To do
In the entries below, swap every occurrence of "one element to a line" for "one element per line" and write all the lines out again, changing nothing else.

Supplied data
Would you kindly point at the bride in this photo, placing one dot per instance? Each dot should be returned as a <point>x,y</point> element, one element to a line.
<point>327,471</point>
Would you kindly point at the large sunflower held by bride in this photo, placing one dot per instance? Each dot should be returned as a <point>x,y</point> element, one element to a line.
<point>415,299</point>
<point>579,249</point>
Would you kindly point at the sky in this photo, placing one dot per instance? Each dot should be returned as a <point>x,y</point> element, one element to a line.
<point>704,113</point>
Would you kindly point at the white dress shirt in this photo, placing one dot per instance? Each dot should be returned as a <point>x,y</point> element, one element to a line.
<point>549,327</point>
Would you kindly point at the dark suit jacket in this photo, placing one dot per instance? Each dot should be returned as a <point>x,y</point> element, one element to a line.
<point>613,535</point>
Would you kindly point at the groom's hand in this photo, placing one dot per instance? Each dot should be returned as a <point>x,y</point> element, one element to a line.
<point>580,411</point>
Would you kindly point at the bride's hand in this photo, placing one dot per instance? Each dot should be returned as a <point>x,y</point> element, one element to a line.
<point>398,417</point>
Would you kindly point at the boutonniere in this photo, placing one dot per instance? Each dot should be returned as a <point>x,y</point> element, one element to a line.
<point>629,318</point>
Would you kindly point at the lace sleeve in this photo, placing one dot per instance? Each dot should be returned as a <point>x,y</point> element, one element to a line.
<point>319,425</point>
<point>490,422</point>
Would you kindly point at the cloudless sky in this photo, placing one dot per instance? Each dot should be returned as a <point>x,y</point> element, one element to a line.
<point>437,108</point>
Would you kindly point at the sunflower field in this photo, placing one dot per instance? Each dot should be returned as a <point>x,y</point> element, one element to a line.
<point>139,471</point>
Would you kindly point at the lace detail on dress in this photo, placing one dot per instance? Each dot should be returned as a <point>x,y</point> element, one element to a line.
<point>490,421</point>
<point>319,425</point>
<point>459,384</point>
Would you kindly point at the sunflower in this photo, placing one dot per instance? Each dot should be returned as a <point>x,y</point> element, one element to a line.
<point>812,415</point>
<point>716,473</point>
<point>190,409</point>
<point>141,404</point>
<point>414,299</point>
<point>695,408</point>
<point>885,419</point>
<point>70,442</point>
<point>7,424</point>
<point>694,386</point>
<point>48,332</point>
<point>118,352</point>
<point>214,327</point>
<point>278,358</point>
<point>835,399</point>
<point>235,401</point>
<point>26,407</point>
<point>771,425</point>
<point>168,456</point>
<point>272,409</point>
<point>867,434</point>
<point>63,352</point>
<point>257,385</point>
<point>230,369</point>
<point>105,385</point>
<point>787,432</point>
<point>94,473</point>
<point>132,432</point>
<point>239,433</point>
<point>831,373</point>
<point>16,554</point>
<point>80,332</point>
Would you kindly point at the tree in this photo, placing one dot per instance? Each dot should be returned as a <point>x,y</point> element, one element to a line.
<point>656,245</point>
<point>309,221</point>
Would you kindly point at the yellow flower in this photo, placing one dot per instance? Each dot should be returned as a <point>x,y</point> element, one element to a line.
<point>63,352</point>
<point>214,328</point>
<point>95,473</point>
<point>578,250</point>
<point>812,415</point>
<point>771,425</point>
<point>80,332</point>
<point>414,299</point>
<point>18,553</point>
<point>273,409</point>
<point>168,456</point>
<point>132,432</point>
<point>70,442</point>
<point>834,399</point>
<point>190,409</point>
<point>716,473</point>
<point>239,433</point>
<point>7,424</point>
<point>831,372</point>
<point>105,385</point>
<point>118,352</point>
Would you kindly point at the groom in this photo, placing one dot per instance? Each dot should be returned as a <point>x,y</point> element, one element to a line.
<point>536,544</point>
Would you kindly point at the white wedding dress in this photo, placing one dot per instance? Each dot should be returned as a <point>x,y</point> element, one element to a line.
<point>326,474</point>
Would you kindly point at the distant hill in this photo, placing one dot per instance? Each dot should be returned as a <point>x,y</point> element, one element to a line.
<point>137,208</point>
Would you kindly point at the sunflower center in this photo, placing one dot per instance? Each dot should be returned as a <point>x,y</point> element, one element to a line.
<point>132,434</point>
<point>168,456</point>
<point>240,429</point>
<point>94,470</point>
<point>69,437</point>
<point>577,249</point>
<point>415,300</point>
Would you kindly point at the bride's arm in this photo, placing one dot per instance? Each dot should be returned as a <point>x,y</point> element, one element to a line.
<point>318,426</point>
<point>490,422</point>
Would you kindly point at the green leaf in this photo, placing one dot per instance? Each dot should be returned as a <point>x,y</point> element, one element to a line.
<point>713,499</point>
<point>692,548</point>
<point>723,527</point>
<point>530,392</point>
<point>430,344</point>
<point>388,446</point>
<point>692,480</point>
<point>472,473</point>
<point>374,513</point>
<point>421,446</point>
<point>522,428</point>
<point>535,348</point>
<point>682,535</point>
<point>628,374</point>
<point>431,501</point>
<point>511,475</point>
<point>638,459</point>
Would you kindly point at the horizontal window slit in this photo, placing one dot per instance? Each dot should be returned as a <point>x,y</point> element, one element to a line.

Written solution
Would you kindly point at the bride in this photo, placing one dot per instance? Each dot should be returned as a <point>x,y</point> element, one element per line.
<point>327,471</point>
Would you kindly point at the large sunflower held by bride in this photo, placing one dot per instance? Each dot should be returned as a <point>x,y</point> element, one element per line.
<point>415,299</point>
<point>579,249</point>
Would you kindly point at the sky in this photo, placing one dot per instance? Each dot should be returned as a <point>x,y</point> element, one element per line.
<point>704,113</point>
Would you kindly point at the white dress shirt in this photo, placing one dot per instance? Each dot should be returned as a <point>x,y</point> element, one element per line.
<point>549,327</point>
Would you kindly point at the dark suit jacket in this photo, placing one dot per instance? Each dot should be returned as a <point>x,y</point> element, one element per line.
<point>613,535</point>
Would you kindly point at the groom's hand in this photo, placing one dot per instance? Each dot should be returned as a <point>x,y</point> element, one element per line.
<point>580,411</point>
Would you kindly point at the bride's hand in this photo, placing one dot per instance? Each dot should be returned as a <point>x,y</point> element, one element per line.
<point>398,417</point>
Would you kindly point at the boutonniere in this photo, placing one dot per instance? Each dot should be returned as a <point>x,y</point> element, one element per line.
<point>629,318</point>
Would you kindly point at the lace sleeve in this photo, placing one dot per instance? Each dot should be returned as a <point>x,y</point> element, one element per line.
<point>319,425</point>
<point>490,422</point>
Would you kindly point at the cloudless sky in this photo, placing one dot per instance? Each dot should be returned as a <point>x,y</point> element, one element per line.
<point>437,108</point>
Would you kindly point at the sunflower field in this photo, placing one dot per instance? Each dot should be returned as a <point>x,y</point> element, one element per line.
<point>139,471</point>
Would you kindly point at the lace detail on dress in this photo, placing one dot per instance? Each dot should be returned as a <point>x,y</point> element, one element per line.
<point>490,421</point>
<point>319,425</point>
<point>459,384</point>
Would you kindly point at the sunflower in this photo, placing one dot per instance? Each dot should be returned as a <point>x,y</point> element, one element per line.
<point>812,415</point>
<point>716,473</point>
<point>190,409</point>
<point>141,404</point>
<point>414,299</point>
<point>695,408</point>
<point>885,419</point>
<point>70,442</point>
<point>7,424</point>
<point>694,386</point>
<point>48,332</point>
<point>118,352</point>
<point>214,327</point>
<point>278,358</point>
<point>835,399</point>
<point>235,401</point>
<point>26,407</point>
<point>771,425</point>
<point>168,456</point>
<point>272,409</point>
<point>867,434</point>
<point>63,352</point>
<point>257,385</point>
<point>230,369</point>
<point>105,385</point>
<point>787,432</point>
<point>94,473</point>
<point>132,432</point>
<point>239,433</point>
<point>831,373</point>
<point>16,554</point>
<point>80,332</point>
Would you kindly point at the tree in this photo, placing one dot per instance? Each dot should be returned as a <point>x,y</point> element, one element per line.
<point>656,245</point>
<point>309,221</point>
Would you kindly point at the yellow flower in this photo, placing one dot per instance? Each dot should be returned as a <point>x,y</point> element, one element per line.
<point>63,352</point>
<point>214,328</point>
<point>95,473</point>
<point>578,250</point>
<point>812,415</point>
<point>771,425</point>
<point>80,332</point>
<point>414,299</point>
<point>18,553</point>
<point>273,409</point>
<point>168,456</point>
<point>132,432</point>
<point>70,442</point>
<point>834,399</point>
<point>190,409</point>
<point>716,473</point>
<point>239,433</point>
<point>7,424</point>
<point>831,372</point>
<point>105,385</point>
<point>118,352</point>
Would you kindly point at the groom in this photo, placing one dot per instance? Each dot should be returned as a <point>x,y</point> element, one element per line.
<point>536,544</point>
Would you kindly point at the white wedding dress in this photo, placing one dot per instance? Each dot should be returned as a <point>x,y</point> element, one element per line.
<point>326,474</point>
Would you kindly point at the distant hill in this photo, placing one dot per instance? Each dot should be returned as a <point>x,y</point> element, one element per line.
<point>137,208</point>
Would you kindly point at the sunflower center in this photo, placing one dot per instance? Each dot should be returned as a <point>x,y</point> element, one element per line.
<point>132,434</point>
<point>168,456</point>
<point>240,429</point>
<point>94,470</point>
<point>69,437</point>
<point>577,249</point>
<point>415,300</point>
Would you kindly point at the bride's arm in this photo, placing one dot per instance? Each dot should be returned as a <point>x,y</point> element, one element per line.
<point>318,426</point>
<point>490,422</point>
Would you kindly point at the green leaf in this photo, placing one dot per instance? Each dot should be returned as a <point>x,y</point> element, one element per line.
<point>713,499</point>
<point>692,548</point>
<point>723,527</point>
<point>530,392</point>
<point>430,344</point>
<point>388,446</point>
<point>692,480</point>
<point>472,473</point>
<point>374,513</point>
<point>421,446</point>
<point>522,428</point>
<point>535,348</point>
<point>682,535</point>
<point>628,374</point>
<point>431,501</point>
<point>511,475</point>
<point>638,459</point>
Would you kindly point at the horizontal window slit in this photo, placing one dot per instance? Each dot should be returned as a <point>x,y</point> element, one element per line.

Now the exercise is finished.